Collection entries
▼
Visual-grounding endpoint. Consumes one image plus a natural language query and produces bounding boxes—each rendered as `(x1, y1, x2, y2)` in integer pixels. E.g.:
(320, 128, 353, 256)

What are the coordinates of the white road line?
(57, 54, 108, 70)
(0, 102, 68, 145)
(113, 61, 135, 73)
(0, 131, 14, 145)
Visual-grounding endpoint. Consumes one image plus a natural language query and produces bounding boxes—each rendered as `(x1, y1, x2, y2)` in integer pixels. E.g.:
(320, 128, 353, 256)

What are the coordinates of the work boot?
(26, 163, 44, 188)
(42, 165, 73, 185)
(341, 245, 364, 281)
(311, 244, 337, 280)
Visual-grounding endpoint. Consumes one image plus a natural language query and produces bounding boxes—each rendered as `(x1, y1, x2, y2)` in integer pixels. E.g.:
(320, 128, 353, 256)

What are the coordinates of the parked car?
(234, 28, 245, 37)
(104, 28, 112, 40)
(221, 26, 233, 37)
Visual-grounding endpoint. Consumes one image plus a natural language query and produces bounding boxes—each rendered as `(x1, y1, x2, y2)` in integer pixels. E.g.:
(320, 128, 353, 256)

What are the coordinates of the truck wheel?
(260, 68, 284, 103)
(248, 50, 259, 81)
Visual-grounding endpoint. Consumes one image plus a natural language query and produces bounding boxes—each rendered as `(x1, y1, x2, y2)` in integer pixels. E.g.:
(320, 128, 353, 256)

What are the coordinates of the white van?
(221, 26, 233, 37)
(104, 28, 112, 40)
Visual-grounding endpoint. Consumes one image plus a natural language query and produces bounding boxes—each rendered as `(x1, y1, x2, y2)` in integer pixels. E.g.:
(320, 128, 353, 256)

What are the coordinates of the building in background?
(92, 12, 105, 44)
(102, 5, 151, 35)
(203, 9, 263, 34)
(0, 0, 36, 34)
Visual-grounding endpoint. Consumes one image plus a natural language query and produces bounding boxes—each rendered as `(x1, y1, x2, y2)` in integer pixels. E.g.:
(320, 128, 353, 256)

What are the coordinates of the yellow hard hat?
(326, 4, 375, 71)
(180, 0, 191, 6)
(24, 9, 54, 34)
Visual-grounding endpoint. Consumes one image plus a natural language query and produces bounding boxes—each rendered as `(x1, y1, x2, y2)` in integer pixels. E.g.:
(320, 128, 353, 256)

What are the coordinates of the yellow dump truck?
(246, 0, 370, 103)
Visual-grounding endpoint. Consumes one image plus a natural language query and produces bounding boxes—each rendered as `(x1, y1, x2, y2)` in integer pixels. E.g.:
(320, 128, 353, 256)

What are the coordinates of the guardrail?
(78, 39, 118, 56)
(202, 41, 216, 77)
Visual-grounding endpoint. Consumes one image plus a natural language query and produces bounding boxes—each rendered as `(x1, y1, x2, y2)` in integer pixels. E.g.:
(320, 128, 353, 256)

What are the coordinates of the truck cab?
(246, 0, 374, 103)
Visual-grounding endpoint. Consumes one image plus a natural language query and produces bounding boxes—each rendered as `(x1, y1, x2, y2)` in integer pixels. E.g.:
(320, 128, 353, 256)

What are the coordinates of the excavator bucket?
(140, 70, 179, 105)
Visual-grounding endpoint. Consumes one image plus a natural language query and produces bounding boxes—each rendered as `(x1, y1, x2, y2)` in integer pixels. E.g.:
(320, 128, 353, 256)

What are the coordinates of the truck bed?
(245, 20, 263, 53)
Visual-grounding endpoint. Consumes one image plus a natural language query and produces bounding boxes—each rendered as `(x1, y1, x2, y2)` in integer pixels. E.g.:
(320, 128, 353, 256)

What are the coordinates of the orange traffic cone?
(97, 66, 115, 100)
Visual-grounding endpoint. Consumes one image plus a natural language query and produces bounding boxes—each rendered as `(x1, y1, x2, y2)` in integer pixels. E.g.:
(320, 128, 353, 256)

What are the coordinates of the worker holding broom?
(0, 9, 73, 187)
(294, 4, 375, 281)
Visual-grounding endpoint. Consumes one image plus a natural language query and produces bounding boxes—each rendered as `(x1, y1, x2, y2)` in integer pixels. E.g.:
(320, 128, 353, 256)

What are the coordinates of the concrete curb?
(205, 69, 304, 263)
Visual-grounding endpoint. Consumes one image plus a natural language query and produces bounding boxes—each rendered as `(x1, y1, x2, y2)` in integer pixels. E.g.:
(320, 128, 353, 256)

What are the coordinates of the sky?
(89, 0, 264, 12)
▲
**TASK OBJECTIVE**
All of the records above should be transcribed exactly.

**TASK RESPONSE**
Visual-grounding endpoint. Consumes one image plus a natural language query and produces bounding boxes—each rendered as `(x1, y1, x2, y2)` in integer pixels. E.g.:
(320, 128, 353, 256)

What are the coordinates of the white road line?
(57, 54, 108, 70)
(0, 102, 68, 145)
(113, 61, 135, 73)
(0, 131, 14, 145)
Visual-grounding endpoint. Consumes one image plus a natural language query and produces bounding boxes—each rendered as `(x1, y1, x2, y2)` in integer pixels. E.g.:
(320, 128, 353, 256)

What are the coordinates of the work boot?
(26, 163, 44, 188)
(42, 165, 73, 185)
(341, 245, 364, 281)
(311, 244, 337, 280)
Visual-grounding endpoint. Consumes one image plus a natural language query and produces bounding boxes—each rendered as `(x1, y1, x2, y2)` in integer pixels. E.g.:
(320, 128, 353, 256)

What are the coordinates of the parked car?
(234, 28, 245, 37)
(104, 28, 112, 40)
(221, 26, 233, 37)
Visual-grounding endpoint. Consumes one image plus a natural language query and produces bounding boxes—each rendered as `(x1, y1, x2, y2)` in integer pixels. E.g.:
(320, 128, 353, 256)

What are the coordinates of the truck wheel?
(260, 68, 284, 103)
(248, 50, 259, 81)
Visual-grounding endpoint. Consumes one image plus a natural language query and produces bounding boxes—each rendered as `(x1, y1, x2, y2)` in integer pixels. E.g.:
(320, 128, 353, 256)

What are the coordinates of the white van?
(221, 26, 233, 37)
(104, 28, 112, 40)
Visual-grounding endpoint. Consumes one image plus a natural language query and produces bounding boxes—each rendered as `(x1, y1, x2, y2)` in integer pixels. E.g.:
(320, 128, 353, 256)

What are the coordinates of the building in background?
(92, 12, 105, 44)
(102, 5, 151, 35)
(203, 9, 263, 34)
(0, 0, 36, 34)
Visual-grounding endpoint. Consumes one image plus a natural language query and produces bounding boxes—each rendered as `(x1, y1, x2, y2)` in integer pixels. E.g.:
(320, 128, 353, 256)

What are the coordinates of the yellow hard hat?
(326, 4, 375, 71)
(180, 0, 191, 6)
(24, 9, 54, 34)
Visual-grounding endpoint. Consumes one image plus a natural language query and produces bounding boxes—each rendered as `(x1, y1, x2, y2)` in integer pixels. E.g.:
(320, 128, 353, 256)

What are the coordinates of the yellow dump truck?
(246, 0, 370, 103)
Visual-grounding endpoint. Consumes one image plus a natural language query and produces bounding boxes—each rendered as `(x1, y1, x2, y2)` in integer pixels. E.g.:
(320, 128, 353, 256)

What are the coordinates of the guardrail?
(78, 39, 118, 56)
(202, 41, 216, 77)
Visual-grounding endpoint. Consumes one image plus a natural language query and produces bounding boxes—each rendered as `(x1, y1, x2, y2)` in integer pixels. E.g.:
(320, 128, 353, 256)

What are the coordinates of the truck cab?
(246, 0, 374, 103)
Visual-grounding endpoint. Consumes one image plus a natural language query and produces bounding boxes—each rendered as `(x1, y1, x2, y2)` in integer pixels. E.g.:
(320, 128, 353, 256)

What are the coordinates of the excavator bucket?
(140, 70, 179, 105)
Visual-grounding endpoint. Consumes one image plus a natural language query and produces bounding boxes—each rendered as `(x1, y1, x2, y2)` in integer pixels. E.g.:
(320, 128, 353, 256)

What are the coordinates of the truck bed?
(245, 20, 263, 53)
Visual-grounding endpoint. Consumes one image plus a natural language query and produces bounding boxes—each rendered as `(x1, y1, x2, y2)` in integer pixels. E.g.:
(320, 128, 353, 256)

What are the coordinates of the orange traffic cone?
(97, 66, 115, 100)
Visual-grounding endpoint. Consumes one image plus a natural language query and produces bounding boxes—each rendered as `(x1, y1, x2, y2)` in integer pixels. E.g.:
(320, 128, 353, 256)

What are the coordinates of the worker holding broom?
(0, 9, 73, 187)
(294, 4, 375, 281)
Visual-grounding endpoint. Consumes one image plus a natural language query and produces bounding boxes—each rendered as `(x1, y1, x2, y2)` in integer pixels. E.g.:
(320, 128, 353, 256)

What are the coordinates of the concrete curb?
(205, 69, 304, 263)
Visual-grounding endpoint. Consumes one image plus a natural language query and produces bounding boxes—each rendered as `(x1, y1, x2, y2)` in integer pixels. E.g.:
(320, 128, 353, 256)

What are the coordinates of the sky?
(89, 0, 264, 12)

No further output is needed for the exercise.